Given request:
Reproduce verbatim the portion of the listing below that opens with the line containing "mark: the grey porsche sports car" and continues through the final line of the listing, including both of those lines.

Data in this exercise:
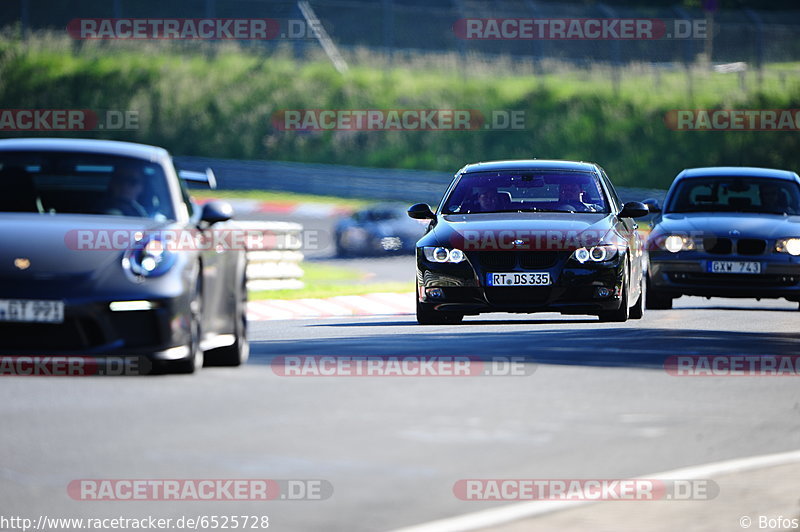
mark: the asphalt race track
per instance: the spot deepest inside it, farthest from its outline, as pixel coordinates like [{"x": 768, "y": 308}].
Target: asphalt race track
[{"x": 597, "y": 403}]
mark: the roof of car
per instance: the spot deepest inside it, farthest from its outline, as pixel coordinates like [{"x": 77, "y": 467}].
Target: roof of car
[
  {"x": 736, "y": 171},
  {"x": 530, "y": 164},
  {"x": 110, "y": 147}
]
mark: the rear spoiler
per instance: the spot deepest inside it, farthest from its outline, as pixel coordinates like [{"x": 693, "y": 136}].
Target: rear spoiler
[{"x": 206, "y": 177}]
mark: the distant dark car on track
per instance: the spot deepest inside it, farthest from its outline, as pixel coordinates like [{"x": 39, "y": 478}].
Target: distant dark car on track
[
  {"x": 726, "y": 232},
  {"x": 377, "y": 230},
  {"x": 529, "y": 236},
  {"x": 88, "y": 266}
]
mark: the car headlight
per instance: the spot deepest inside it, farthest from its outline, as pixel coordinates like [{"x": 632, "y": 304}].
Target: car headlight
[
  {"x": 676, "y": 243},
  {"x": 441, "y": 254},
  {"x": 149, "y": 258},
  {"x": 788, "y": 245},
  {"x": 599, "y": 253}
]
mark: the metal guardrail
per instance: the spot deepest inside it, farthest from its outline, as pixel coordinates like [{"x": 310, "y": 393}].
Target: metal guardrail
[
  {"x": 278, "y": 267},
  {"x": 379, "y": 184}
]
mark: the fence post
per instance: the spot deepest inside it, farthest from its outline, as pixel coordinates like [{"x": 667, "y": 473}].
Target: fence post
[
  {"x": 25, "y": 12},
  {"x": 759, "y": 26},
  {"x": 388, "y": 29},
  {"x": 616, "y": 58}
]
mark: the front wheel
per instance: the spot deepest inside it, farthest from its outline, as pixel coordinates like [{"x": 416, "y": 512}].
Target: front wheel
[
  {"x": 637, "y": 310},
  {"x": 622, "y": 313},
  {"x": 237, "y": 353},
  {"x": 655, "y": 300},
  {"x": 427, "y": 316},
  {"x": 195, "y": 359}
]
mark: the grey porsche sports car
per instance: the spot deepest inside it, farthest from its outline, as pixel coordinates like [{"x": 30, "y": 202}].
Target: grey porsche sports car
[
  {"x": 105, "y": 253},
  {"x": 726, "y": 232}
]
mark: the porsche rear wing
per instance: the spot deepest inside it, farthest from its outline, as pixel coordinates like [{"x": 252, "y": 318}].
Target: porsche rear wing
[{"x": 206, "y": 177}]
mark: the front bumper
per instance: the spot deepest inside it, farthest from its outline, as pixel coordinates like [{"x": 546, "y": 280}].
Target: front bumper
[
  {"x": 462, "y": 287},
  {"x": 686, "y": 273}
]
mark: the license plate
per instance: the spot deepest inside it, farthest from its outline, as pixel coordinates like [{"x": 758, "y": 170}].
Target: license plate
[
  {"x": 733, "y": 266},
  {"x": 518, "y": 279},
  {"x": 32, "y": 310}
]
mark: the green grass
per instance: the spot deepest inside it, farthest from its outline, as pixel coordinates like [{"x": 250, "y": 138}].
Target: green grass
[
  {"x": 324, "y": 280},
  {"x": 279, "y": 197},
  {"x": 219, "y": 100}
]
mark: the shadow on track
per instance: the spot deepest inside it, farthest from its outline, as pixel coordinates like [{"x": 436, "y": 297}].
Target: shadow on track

Solution below:
mark: the grey porsche sports car
per instance: the spot deepest inside it, farthest from its outline, as pixel coordinates like [{"x": 30, "y": 202}].
Target: grey porsche sports car
[
  {"x": 105, "y": 253},
  {"x": 726, "y": 232}
]
mark: the porsche rear wing
per instance: the spot deepest inside it, farthest from its outline, as pixel coordinates like [{"x": 252, "y": 318}].
Target: porsche rear wing
[{"x": 206, "y": 177}]
mark: the front bumper
per instance: the spot deepest inside it, farthest from its outline, as pixel coordinates like [{"x": 546, "y": 280}].
Target: front bumper
[
  {"x": 462, "y": 287},
  {"x": 686, "y": 273}
]
mark: the license plate
per instance: the spot deepest inside it, farthest from its outline, as pixel coordinates like [{"x": 758, "y": 170}].
Target: license plate
[
  {"x": 733, "y": 266},
  {"x": 518, "y": 279},
  {"x": 32, "y": 310}
]
mark: the green grass
per instance: the spot deepest inside it, farthest from its outline, as pixel coordinates like [{"x": 250, "y": 138}].
Target: green grass
[
  {"x": 324, "y": 280},
  {"x": 279, "y": 197},
  {"x": 219, "y": 100}
]
mark: the shadow on track
per instance: the spot deepest inside it, farthest from its outline, as pixel coordinates like [{"x": 436, "y": 297}].
Target: shadow on track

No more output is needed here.